### Set tasks:
1. In the sermon on faith and political polarization, make the paragraph starting "The political issue that worries me greatly" shorter while keeping its main points.
2. Carry on the sermon on faith and political polarization from its final sentence.

Jesus put before them another parable: “The kingdom of heaven may be compared to someone who sowed good seed in his field; but while everybody was asleep, an enemy came and sowed weeds among the wheat, and then went away. So when the plants came up and bore grain, then the weeds appeared as well. And the slaves of the householder came and said to him, ‘Master, did you not sow good seed in your field? Where, then, did these weeds come from?’ He answered, ‘An enemy has done this.’ The slaves said to him, ‘Then do you want us to go and gather them?’ But he replied, ‘No; for in gathering the weeds you would uproot the wheat along with them. Let both of them grow together until the harvest; and at harvest time I will tell the reapers, Collect the weeds first and bind them in bundles to be burned, but gather the wheat into my barn.’”

– Matthew 13:24-30

I come to you as a political scientist and as a Christian. My goal is to share with you some major worries that I have about the trajectory of our politics and how our faith can help mitigate some of the problems we are confronting. And I want to discuss how our greatest president, Abraham Lincoln, can serve as a model for how we might apply our faith to politics in a constructive way.

I must say that whenever I thought about delivering this sermon I did so with some apprehension. Discussing both politics and religion in today’s climate—what could possibly go wrong? Well, here it goes.

The political issue that worries me greatly is the nature of the increasing polarization between Republicans and Democrats. All democracies have some level of political polarization, meaning the separation of individuals into different parties. But polarization in the United States in recent years has both increased in intensity and transformed into a different type. These changes, in my view, are very dangerous for the future of the Republic.

### Supplied records:
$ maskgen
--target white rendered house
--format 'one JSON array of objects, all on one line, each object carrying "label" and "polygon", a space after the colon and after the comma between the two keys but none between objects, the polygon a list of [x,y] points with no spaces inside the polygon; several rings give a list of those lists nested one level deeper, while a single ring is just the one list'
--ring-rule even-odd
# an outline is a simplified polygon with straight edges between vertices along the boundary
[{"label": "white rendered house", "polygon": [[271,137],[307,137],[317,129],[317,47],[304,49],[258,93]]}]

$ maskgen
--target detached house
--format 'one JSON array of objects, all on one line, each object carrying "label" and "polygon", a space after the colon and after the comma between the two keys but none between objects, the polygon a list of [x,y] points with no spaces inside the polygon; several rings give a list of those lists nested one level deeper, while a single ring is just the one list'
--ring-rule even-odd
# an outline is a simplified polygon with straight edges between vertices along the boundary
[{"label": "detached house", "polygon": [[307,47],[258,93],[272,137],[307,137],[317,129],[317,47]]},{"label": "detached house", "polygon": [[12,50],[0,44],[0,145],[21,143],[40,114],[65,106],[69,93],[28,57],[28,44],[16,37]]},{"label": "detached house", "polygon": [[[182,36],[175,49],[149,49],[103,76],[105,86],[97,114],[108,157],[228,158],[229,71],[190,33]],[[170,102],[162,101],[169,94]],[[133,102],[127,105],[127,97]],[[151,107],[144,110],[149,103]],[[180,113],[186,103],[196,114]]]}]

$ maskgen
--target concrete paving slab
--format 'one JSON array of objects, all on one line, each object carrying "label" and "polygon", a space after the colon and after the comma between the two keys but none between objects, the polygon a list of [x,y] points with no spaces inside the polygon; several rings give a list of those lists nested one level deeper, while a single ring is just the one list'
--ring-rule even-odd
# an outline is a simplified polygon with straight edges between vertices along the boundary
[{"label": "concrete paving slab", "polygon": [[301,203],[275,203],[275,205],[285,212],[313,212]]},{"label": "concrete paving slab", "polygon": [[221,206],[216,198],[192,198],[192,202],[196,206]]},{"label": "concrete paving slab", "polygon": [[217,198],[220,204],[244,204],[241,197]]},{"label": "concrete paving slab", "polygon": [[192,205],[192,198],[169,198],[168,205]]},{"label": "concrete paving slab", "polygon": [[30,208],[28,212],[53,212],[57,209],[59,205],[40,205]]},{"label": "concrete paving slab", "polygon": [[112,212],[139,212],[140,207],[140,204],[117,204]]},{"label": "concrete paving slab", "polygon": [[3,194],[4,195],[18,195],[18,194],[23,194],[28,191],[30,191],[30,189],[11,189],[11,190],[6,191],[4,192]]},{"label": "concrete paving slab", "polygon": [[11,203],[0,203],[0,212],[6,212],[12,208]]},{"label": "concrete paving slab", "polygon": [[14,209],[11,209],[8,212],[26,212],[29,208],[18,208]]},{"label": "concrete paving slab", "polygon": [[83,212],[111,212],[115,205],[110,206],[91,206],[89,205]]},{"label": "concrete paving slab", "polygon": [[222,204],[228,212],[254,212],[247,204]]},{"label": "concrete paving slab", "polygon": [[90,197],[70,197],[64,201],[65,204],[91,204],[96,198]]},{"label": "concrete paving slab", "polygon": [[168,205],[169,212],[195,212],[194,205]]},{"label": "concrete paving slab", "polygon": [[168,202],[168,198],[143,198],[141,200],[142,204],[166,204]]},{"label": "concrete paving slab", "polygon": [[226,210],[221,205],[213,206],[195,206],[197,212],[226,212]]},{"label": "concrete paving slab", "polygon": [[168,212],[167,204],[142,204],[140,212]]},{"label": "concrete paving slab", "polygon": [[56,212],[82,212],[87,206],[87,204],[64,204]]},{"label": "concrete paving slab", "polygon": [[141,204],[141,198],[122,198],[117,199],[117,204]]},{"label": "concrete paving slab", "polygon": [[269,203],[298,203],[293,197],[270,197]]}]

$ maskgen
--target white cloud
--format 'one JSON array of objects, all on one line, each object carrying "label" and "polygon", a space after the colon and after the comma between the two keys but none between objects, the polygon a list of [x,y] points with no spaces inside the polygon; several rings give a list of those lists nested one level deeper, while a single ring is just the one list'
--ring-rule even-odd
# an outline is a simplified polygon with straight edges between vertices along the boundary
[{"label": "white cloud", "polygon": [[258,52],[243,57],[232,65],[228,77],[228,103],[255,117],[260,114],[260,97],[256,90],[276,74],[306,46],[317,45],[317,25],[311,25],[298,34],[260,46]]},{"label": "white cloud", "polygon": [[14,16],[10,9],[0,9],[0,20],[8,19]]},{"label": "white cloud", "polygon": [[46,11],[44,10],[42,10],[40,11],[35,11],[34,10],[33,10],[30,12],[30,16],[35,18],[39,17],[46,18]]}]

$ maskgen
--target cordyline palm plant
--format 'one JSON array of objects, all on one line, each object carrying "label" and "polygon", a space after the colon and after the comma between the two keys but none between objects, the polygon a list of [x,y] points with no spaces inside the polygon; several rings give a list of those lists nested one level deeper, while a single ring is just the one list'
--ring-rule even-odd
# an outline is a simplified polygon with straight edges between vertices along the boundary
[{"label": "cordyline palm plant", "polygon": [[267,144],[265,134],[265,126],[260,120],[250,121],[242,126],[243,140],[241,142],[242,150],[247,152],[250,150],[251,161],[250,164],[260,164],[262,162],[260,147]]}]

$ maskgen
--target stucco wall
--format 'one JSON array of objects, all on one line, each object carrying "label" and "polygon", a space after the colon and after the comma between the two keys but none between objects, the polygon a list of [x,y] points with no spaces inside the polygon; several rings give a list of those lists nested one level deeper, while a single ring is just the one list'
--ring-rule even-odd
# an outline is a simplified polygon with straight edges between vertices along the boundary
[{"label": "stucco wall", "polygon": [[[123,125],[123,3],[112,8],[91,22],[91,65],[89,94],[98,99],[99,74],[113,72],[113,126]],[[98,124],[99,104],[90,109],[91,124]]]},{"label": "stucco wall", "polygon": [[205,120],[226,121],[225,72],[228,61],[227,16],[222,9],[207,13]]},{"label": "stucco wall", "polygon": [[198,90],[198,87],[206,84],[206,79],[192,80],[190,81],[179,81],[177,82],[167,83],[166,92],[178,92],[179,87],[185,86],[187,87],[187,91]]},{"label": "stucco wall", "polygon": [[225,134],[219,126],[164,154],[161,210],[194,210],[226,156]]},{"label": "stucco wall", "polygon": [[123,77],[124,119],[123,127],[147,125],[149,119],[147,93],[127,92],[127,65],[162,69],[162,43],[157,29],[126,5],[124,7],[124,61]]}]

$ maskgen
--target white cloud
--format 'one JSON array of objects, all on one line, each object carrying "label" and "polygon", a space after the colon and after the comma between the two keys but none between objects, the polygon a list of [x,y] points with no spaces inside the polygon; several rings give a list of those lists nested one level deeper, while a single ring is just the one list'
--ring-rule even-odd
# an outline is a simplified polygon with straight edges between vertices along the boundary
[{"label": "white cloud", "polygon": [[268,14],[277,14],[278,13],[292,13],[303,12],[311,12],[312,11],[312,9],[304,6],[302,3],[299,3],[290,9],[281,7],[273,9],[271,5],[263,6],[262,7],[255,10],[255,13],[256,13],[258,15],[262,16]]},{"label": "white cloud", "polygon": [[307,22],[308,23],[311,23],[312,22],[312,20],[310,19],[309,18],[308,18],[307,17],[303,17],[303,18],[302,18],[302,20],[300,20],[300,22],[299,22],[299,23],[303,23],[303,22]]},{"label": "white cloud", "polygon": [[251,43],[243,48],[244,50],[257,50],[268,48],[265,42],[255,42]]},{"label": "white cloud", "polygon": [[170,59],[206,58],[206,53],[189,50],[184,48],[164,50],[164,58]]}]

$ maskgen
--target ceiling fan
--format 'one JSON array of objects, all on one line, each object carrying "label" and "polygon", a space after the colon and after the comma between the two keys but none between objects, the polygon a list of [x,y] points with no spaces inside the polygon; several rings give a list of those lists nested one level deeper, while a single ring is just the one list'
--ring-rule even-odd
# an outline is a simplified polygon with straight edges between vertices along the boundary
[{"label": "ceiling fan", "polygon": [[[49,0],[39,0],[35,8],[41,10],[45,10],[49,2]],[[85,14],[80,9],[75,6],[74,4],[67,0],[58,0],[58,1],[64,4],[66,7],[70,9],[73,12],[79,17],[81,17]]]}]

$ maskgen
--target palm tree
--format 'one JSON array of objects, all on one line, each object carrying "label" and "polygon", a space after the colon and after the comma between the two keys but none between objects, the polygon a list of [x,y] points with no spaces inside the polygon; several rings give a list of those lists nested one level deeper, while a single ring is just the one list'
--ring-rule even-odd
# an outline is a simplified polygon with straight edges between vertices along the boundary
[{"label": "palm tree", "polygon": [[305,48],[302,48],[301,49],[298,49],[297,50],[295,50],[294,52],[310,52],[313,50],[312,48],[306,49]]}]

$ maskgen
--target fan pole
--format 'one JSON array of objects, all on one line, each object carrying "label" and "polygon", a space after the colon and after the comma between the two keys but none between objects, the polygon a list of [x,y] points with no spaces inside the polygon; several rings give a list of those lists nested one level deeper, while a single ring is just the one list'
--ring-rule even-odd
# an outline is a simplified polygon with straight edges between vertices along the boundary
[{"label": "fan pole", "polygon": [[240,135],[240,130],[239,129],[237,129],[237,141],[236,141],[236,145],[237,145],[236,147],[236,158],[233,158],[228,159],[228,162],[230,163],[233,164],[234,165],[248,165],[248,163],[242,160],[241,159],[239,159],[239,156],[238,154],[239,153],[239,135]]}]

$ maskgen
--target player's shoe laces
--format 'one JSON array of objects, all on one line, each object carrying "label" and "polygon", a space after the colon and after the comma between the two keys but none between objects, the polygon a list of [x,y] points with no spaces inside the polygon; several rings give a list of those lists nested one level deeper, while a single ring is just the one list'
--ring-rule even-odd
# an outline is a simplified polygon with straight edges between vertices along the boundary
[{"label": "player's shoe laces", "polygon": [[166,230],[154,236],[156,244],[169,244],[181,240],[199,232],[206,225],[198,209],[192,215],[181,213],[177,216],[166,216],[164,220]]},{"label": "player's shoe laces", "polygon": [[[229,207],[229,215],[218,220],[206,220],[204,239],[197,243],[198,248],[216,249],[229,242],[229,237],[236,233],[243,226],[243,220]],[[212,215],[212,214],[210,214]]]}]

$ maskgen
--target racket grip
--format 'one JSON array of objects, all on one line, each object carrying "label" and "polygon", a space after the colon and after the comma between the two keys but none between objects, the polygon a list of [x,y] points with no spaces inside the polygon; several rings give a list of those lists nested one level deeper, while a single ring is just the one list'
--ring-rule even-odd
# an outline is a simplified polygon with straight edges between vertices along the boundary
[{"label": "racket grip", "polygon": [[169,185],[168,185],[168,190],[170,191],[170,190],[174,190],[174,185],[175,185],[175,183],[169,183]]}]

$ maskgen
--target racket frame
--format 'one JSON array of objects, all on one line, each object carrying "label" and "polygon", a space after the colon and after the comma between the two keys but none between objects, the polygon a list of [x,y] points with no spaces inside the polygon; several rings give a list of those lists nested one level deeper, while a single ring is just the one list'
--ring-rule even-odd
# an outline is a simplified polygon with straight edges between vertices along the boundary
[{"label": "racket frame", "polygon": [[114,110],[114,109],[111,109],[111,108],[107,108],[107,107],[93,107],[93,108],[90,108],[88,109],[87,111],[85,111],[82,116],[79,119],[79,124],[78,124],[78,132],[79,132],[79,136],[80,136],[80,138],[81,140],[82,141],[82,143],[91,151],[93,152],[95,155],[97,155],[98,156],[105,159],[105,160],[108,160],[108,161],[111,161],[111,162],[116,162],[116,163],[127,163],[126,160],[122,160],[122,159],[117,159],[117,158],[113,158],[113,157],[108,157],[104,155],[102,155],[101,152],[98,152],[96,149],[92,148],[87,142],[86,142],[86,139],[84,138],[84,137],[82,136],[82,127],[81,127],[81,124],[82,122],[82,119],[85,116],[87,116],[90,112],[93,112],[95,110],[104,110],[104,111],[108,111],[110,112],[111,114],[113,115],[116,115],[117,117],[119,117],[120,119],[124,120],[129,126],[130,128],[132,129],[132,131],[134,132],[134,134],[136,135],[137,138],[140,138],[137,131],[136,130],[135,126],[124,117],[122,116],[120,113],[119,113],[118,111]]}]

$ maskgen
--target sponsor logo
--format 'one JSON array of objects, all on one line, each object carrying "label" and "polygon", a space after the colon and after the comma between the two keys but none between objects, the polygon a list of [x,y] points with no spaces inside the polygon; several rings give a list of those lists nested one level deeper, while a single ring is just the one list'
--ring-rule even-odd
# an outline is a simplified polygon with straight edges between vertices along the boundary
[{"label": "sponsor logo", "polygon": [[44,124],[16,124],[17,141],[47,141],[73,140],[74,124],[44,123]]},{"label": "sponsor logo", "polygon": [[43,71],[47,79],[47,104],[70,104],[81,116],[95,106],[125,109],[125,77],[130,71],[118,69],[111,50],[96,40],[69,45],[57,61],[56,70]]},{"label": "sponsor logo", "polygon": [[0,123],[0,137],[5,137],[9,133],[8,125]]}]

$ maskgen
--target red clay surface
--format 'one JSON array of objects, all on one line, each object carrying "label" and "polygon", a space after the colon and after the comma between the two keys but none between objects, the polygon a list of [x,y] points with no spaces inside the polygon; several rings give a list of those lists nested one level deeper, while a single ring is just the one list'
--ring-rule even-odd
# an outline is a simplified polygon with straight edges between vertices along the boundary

### Answers to the problems:
1. The speaker is deeply worried by growing polarization between Republicans and Democrats. Every democracy has some split into parties, but in the United States it has recently become both more intense and a different kind. The speaker sees these changes as very dangerous for the Republic's future.

2.
Political polarization is always to some extent issue-based: different individuals have different political priorities and different solutions to political problems. People who agree on political ends and means tend to coalesce in a party and in opposition to other parties that advocate different political ends and means. Issue-based polarization has dominated US politics for most of America’s existence, and certainly for my lifetime. It allows for compromise among parties as groups negotiate over such things as more or less taxation or more or less governmental regulation.

A different and much more destructive type of polarization has, however, come to dominate US politics in recent years. Instead of polarization based on issues, today there is increasing polarization based on identity. Identity-based polarization occurs when people emotionally attach themselves to a group and remain reflexively loyal to it. At these times, individuals’ self-worth and who they believe themselves to be are closely tied to the success of their party.

When identity-based polarization occurs, issues take a back seat. In fact, leaders of a party can repudiate long-standing beliefs and goals and still receive voters’ support. The success of one’s party and the defeat of the other are what matter; the issues are secondary.

Why does this shift from issue-based to identity-based polarization matter?

It is a well-established social-psychological phenomenon that the division of the world into identity-based in-groups and out-groups instinctively results in the triggering of both positive feelings for members of one’s own group and highly negative feelings for members of opposing groups. Purity tests and moral condemnation of political rivals define parties at these times. Moreover, everything becomes politicized—weather, science, which countries are enemies and which are allies—and votes will be almost entirely along partisan lines.

These developments are what we see in American politics in recent years. Americans not only disagree with people in the other party (this would be issue-based polarization), but increasingly dislike and distrust them. In fact, hostility to the opposite party—what political scientists call negative polarization—is the most important determinant of the fracturing of US politics today. Increased attachment to one’s party in recent years has not increased primarily because people like their party more, but because they are more opposed to the other party.

This negative polarization is happening among both Democrats and Republicans:

  • A 2018 poll found that 61 percent of Democrats thought Republicans were racist, sexist, or bigoted. About half of Republicans thought Democrats were ignorant or spiteful.
  • Members of both parties dehumanize the other. In a 2019 survey, 20 percent of Republicans and Democrats agreed with the statement that their political adversaries “lack the traits to be considered fully human—they behave like animals.”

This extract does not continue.